### PROMPT:
Starting at the top of the listing and stopping after the line that contains "top-left (404, 110), bottom-right (427, 133)", switch "side mirror" to "door mirror" and write those lines out again with nothing else changed.

### DATA FOR THE TASK:
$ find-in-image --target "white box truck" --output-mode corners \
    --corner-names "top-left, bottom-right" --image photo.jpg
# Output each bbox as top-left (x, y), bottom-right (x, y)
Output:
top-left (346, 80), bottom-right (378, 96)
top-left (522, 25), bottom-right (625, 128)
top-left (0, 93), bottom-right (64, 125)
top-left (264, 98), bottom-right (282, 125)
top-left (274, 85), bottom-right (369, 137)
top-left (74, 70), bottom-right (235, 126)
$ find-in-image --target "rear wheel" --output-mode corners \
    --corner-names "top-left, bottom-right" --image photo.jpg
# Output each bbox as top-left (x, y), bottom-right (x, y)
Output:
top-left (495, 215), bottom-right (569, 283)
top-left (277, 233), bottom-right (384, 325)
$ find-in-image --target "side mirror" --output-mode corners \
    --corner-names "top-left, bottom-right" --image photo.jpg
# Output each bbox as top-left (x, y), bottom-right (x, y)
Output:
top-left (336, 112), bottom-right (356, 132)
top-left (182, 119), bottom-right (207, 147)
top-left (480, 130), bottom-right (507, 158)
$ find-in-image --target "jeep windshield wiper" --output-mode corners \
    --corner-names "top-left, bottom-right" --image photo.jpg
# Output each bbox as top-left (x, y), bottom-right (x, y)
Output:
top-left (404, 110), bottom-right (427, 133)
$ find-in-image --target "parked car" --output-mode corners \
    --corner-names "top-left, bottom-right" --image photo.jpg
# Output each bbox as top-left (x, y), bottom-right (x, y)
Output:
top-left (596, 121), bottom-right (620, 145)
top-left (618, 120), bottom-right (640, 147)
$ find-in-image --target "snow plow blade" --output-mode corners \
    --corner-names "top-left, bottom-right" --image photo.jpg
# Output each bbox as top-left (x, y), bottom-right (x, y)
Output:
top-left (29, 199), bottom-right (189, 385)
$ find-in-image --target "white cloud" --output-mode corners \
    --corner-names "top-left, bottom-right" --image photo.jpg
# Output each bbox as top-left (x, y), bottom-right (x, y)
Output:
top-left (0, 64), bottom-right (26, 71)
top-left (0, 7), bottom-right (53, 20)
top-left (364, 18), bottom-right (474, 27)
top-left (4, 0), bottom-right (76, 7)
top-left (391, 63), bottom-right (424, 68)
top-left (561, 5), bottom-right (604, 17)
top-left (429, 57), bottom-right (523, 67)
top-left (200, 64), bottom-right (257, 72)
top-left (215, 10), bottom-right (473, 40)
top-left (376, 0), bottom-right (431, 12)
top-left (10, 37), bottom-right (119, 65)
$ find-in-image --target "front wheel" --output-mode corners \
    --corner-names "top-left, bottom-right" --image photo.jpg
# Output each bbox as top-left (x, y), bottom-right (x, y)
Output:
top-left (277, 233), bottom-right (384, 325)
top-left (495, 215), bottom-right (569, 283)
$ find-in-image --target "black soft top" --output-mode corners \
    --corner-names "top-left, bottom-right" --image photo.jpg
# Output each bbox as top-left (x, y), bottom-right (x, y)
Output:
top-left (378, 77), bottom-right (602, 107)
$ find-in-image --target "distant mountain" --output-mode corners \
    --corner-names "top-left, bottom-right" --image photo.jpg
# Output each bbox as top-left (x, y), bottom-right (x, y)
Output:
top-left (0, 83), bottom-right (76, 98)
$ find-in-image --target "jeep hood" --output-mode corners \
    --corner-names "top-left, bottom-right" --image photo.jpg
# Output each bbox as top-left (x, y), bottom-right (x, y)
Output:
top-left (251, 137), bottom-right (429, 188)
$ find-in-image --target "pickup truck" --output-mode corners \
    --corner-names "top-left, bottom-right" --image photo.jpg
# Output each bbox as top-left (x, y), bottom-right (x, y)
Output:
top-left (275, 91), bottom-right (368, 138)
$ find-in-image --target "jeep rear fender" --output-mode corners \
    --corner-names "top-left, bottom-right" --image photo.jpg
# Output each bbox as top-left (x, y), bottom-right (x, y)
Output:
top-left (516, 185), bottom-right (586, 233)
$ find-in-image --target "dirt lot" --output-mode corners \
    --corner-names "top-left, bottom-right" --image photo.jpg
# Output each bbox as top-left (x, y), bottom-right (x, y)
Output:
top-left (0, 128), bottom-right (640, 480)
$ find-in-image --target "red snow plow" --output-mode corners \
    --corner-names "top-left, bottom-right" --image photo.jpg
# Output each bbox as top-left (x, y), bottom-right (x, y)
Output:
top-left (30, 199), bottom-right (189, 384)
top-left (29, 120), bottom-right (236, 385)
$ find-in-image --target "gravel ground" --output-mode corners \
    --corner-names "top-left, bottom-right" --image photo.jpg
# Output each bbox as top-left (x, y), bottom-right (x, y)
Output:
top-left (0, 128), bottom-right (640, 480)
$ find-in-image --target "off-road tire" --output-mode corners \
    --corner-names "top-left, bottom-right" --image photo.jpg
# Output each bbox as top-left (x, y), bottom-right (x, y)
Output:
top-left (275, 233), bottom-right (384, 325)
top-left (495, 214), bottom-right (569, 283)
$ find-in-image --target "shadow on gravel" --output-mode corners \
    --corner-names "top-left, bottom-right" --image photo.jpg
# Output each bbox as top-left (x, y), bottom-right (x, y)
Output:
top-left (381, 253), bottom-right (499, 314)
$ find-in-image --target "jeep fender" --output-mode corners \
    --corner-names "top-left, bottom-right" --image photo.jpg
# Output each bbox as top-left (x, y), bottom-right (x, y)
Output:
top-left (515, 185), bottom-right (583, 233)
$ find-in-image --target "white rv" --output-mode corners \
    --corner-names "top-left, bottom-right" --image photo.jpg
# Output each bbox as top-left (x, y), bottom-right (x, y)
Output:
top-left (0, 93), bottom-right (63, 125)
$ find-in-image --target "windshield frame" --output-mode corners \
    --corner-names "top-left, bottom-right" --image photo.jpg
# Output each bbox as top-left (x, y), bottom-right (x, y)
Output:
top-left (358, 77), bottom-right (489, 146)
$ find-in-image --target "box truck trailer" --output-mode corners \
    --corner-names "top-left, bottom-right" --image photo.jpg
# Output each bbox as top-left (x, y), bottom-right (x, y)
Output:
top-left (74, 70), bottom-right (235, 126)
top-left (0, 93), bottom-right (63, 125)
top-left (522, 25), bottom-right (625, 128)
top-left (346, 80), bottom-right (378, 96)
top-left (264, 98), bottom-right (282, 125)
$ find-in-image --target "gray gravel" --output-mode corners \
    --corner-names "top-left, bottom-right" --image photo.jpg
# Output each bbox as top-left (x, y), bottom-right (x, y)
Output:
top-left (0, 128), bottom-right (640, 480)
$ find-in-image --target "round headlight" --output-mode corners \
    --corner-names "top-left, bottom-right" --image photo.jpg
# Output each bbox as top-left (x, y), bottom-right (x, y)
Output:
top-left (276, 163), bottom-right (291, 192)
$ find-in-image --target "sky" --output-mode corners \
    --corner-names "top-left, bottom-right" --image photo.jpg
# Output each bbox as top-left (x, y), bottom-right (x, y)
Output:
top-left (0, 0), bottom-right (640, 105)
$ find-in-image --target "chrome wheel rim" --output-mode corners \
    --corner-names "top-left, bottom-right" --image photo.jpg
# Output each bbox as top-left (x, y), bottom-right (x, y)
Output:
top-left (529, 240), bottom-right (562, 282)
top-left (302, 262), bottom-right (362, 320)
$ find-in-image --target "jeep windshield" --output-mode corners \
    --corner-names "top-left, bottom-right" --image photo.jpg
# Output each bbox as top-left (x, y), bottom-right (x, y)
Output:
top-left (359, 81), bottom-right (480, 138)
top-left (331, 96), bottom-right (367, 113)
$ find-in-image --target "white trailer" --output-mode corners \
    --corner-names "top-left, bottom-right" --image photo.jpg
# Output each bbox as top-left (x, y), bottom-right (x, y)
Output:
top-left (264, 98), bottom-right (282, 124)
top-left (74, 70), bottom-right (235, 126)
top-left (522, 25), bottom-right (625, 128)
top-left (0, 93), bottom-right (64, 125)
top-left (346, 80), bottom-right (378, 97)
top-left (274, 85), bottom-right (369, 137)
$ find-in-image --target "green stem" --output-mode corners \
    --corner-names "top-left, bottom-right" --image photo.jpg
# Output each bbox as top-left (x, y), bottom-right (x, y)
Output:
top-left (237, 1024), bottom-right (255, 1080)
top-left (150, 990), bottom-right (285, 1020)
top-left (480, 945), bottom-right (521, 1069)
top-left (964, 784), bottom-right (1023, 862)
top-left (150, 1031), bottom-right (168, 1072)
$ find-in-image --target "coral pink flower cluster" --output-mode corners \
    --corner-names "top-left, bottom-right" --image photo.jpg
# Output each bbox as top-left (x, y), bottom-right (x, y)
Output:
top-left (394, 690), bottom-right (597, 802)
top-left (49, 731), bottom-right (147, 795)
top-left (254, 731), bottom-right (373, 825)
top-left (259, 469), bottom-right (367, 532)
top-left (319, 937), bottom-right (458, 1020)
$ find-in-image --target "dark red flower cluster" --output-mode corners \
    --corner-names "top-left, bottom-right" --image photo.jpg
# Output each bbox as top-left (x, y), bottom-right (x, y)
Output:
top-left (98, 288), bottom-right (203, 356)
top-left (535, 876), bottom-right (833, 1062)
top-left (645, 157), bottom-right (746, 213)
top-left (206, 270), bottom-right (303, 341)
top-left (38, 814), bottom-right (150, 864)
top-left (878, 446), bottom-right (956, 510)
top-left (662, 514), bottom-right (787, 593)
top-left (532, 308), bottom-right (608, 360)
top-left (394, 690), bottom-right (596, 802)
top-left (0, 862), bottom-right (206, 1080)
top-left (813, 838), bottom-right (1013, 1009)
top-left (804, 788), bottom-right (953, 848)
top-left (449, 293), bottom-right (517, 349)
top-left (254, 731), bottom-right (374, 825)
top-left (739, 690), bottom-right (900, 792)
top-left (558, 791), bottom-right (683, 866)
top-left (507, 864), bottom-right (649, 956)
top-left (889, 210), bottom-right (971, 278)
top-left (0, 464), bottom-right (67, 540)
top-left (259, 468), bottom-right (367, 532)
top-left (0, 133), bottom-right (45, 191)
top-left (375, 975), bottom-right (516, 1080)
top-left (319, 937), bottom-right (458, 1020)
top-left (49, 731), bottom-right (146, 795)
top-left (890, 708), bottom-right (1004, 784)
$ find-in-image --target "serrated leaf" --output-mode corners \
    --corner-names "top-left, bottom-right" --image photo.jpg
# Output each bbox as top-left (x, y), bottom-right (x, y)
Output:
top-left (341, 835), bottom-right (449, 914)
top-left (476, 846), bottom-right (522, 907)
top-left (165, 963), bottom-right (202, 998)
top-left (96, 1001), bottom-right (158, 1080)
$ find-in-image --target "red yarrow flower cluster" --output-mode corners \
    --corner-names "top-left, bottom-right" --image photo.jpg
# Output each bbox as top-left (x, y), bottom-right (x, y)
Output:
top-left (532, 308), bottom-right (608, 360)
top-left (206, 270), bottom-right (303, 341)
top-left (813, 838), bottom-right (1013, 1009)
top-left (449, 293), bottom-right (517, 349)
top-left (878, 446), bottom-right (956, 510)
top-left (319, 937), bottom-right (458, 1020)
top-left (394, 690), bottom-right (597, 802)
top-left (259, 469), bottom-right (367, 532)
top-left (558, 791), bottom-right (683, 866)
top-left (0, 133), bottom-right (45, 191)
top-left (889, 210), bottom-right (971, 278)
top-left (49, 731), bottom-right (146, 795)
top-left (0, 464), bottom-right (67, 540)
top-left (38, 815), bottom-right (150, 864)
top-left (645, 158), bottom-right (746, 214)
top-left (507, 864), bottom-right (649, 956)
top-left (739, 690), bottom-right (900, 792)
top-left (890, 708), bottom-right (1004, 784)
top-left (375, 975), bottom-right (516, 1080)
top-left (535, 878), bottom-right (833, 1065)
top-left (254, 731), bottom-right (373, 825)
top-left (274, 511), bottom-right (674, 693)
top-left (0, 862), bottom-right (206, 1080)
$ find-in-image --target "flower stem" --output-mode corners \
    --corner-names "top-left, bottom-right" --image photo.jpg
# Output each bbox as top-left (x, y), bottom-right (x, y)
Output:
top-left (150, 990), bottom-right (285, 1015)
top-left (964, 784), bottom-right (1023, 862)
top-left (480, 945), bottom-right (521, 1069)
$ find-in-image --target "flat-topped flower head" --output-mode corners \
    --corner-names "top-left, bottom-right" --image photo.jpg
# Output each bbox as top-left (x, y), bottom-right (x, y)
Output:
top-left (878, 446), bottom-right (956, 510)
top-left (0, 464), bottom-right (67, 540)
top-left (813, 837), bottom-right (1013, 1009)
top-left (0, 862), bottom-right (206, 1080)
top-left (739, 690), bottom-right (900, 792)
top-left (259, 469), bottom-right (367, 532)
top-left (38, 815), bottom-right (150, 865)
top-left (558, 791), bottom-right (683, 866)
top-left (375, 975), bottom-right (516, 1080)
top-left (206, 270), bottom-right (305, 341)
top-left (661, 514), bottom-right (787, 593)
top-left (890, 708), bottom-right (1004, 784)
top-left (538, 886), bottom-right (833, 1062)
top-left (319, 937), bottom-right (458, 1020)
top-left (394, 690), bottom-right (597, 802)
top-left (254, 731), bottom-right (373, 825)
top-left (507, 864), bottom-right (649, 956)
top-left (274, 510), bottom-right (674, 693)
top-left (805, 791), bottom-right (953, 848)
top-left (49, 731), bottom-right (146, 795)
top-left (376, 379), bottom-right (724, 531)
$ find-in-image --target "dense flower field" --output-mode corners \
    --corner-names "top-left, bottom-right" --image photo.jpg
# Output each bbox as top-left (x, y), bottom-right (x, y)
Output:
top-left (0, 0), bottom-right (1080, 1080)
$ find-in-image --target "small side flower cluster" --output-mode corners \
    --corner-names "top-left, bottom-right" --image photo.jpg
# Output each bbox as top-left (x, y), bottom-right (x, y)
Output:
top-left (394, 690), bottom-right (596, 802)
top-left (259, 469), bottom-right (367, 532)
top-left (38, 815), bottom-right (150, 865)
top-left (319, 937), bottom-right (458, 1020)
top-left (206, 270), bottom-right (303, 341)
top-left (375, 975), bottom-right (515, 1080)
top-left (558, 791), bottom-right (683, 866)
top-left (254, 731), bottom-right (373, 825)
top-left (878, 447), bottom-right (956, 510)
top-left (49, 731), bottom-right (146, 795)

### SOLVED PROBLEM:
$ find-in-image --target "white box truck" --output-mode corners \
    --corner-names "top-left, bottom-right" --image photo.jpg
# Output each bbox as top-left (x, y), bottom-right (x, y)
Output:
top-left (346, 80), bottom-right (378, 96)
top-left (522, 25), bottom-right (625, 128)
top-left (0, 93), bottom-right (64, 125)
top-left (264, 98), bottom-right (282, 125)
top-left (274, 85), bottom-right (369, 137)
top-left (74, 70), bottom-right (235, 126)
$ find-in-image --target "rear wheel" --output-mode corners \
    --corner-names "top-left, bottom-right" --image photo.jpg
# Output each bbox as top-left (x, y), bottom-right (x, y)
Output:
top-left (495, 215), bottom-right (569, 283)
top-left (277, 233), bottom-right (384, 325)
$ find-in-image --target "door mirror" --output-mode corners \
    --corner-names "top-left, bottom-right" --image photo.jpg
# Output each bbox as top-left (x, y), bottom-right (x, y)
Output:
top-left (336, 112), bottom-right (356, 132)
top-left (182, 119), bottom-right (207, 147)
top-left (480, 130), bottom-right (507, 158)
$ find-in-image --target "jeep windshield wiper" --output-mode corners \
    --corner-names "top-left, bottom-right" --image photo.jpg
# Output each bbox as top-left (x, y), bottom-right (x, y)
Output:
top-left (404, 110), bottom-right (427, 133)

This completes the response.